__Items in a dataset__.
[Start]

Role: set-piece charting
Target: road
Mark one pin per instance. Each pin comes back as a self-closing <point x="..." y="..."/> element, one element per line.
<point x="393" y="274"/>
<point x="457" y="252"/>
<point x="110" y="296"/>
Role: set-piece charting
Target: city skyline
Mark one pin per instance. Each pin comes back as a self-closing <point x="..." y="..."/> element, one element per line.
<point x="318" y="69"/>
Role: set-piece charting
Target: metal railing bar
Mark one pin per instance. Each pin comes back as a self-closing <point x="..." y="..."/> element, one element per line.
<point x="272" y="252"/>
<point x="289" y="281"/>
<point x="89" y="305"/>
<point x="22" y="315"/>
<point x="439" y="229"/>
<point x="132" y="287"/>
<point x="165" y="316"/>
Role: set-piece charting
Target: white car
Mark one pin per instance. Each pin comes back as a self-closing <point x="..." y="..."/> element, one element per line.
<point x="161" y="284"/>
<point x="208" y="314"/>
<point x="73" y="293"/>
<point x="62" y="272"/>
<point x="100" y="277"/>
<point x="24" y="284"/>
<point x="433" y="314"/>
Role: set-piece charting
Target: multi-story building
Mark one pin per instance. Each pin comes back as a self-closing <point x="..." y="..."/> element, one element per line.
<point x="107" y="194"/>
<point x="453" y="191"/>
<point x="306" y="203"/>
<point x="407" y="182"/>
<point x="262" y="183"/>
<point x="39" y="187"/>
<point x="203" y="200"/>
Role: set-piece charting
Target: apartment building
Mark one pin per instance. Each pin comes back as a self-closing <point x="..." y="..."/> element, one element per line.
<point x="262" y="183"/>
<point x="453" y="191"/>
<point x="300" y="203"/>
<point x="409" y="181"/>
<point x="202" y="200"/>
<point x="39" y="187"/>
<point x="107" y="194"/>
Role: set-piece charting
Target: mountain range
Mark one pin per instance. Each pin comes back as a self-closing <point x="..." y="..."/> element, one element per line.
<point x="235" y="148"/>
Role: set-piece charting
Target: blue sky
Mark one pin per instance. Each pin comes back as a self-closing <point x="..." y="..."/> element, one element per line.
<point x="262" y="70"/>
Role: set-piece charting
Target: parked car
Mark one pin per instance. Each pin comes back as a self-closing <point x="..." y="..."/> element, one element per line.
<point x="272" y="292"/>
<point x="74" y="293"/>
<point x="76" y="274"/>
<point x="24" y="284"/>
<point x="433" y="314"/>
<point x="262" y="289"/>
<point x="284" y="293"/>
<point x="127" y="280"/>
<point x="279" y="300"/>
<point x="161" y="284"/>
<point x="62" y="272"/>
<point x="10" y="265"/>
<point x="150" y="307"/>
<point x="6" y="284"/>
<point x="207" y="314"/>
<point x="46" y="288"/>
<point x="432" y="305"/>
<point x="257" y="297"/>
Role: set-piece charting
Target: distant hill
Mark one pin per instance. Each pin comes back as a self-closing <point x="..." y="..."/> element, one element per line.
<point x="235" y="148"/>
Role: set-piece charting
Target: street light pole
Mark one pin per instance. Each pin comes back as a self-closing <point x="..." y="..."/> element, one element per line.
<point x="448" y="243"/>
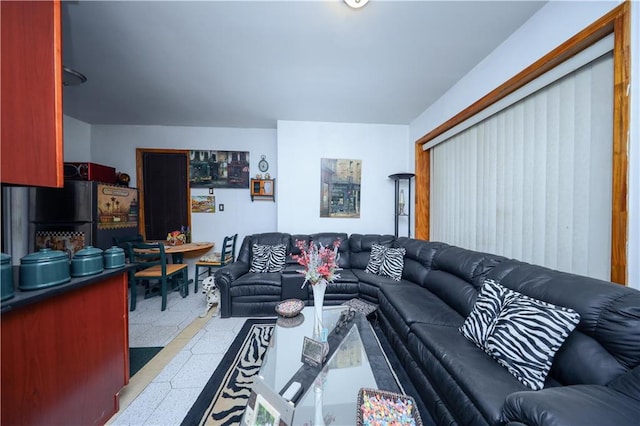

[End]

__The problem__.
Report each line of the items above that contains the word "building". Letter case counts.

__Answer for the task__.
Target: multi-story building
Target: apartment building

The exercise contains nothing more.